Required task: Convert every line of the rows below into a numbered list, dropping any blank lines.

Location labeling records:
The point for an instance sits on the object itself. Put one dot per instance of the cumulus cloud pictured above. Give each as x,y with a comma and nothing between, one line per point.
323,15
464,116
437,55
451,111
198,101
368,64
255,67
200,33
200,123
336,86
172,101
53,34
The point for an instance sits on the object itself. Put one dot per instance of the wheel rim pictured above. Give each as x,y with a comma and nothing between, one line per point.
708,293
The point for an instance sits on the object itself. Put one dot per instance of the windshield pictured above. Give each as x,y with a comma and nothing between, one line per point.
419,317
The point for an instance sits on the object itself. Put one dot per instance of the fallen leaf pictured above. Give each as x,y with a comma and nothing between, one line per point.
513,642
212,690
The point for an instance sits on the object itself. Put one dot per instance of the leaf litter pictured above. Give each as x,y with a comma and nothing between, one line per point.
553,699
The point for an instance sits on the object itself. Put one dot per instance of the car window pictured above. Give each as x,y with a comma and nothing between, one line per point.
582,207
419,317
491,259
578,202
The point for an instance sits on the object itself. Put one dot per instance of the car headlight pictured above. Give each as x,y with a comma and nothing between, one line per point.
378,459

The output:
1. The point for an instance sits on the object itself. Put one dot per instance of the cumulus cloud pictured above. Give each as x,y with a comma and nothing between, one line per point.
2. 323,15
3. 464,116
4. 437,55
5. 451,111
6. 198,101
7. 368,64
8. 255,67
9. 200,33
10. 200,123
11. 336,86
12. 172,101
13. 53,34
14. The point for an instance sits on the object itself. Put one dot per instance of the wheel rim pictured above. Give each as x,y with a comma and nothing between, one line per point.
15. 708,293
16. The point for an instance sits on the object itself. Put one dot per instance of the windshield pictured above. Give each as x,y with a comma and nothing between, one line per point.
17. 419,317
18. The point for an instance sits on the object itself. Put one dot per instance of the fallen leaf pictured above. Give each as x,y with a comma and nothing between, one line per point.
19. 513,642
20. 212,690
21. The point for an instance sits on the object itself. Put one dot per instance of the leaf litter pictured above. Give each as x,y with a comma and nothing between, one line per point.
22. 553,699
23. The point for an instance sits on the object itself. Put one dot per instance of the car window pictured above. Give each as x,y with a comma and nothing between, one line per point.
24. 582,207
25. 419,317
26. 491,259
27. 578,202
28. The point for an instance sits on the object itself. Put one dot per instance of the car headlight pictured above. Give each as x,y with a comma and nothing between, one line per point.
29. 378,459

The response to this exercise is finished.